— Task prompt —
Print the line that contains "of the metal" and every line that follows it in the data below, ending with the final line; include nothing else.
BEGIN Source information
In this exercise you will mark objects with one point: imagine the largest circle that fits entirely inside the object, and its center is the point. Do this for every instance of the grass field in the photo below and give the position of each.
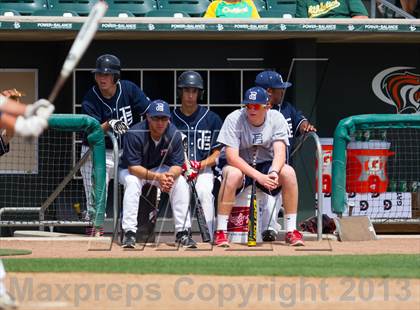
(380, 266)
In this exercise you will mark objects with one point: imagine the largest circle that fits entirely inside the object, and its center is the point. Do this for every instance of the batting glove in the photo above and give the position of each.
(118, 126)
(189, 172)
(30, 127)
(42, 108)
(195, 164)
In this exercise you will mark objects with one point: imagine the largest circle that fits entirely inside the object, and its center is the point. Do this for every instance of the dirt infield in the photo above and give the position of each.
(124, 291)
(131, 291)
(100, 247)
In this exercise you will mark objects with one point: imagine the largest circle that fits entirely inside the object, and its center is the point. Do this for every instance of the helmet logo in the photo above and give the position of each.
(159, 107)
(252, 95)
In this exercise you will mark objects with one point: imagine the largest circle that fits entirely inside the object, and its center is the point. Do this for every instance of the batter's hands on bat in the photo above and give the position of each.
(41, 108)
(12, 94)
(274, 176)
(305, 127)
(267, 181)
(118, 126)
(30, 127)
(166, 181)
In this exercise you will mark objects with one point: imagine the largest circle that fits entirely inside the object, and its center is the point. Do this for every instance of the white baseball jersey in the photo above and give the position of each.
(239, 134)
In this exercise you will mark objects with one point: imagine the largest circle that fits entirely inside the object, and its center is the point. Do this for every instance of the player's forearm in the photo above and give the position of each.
(143, 173)
(211, 160)
(176, 171)
(11, 106)
(238, 162)
(105, 126)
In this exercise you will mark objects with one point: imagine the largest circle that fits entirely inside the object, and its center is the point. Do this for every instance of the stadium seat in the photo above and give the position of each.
(195, 8)
(23, 7)
(166, 13)
(81, 7)
(9, 13)
(66, 13)
(280, 7)
(119, 13)
(137, 7)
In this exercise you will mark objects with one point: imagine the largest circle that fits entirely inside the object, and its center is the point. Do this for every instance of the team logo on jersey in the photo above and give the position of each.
(399, 88)
(203, 140)
(257, 138)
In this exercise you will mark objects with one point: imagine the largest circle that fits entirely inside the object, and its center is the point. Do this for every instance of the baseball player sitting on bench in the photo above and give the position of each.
(117, 105)
(273, 83)
(153, 153)
(255, 131)
(201, 128)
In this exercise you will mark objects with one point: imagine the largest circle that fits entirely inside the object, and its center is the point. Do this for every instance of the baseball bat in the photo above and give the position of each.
(252, 220)
(201, 219)
(80, 44)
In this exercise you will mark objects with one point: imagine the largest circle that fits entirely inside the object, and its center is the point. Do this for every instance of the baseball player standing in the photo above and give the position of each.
(273, 83)
(153, 153)
(201, 128)
(117, 105)
(261, 132)
(27, 121)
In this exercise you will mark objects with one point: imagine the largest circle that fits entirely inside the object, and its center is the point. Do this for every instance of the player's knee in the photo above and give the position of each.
(232, 176)
(288, 176)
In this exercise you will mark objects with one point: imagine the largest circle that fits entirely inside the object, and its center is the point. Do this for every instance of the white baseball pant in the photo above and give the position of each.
(86, 171)
(178, 196)
(270, 212)
(2, 278)
(204, 186)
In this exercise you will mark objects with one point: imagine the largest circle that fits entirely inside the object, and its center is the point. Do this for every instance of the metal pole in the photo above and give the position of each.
(319, 185)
END Source information
— Exercise solution —
In this exercise you will mark objects with one point: imagine the largest circle that fits entirely inside the object, and its center is the point. Do this for every instance of the metal pole in the photo above and give the position of each.
(319, 185)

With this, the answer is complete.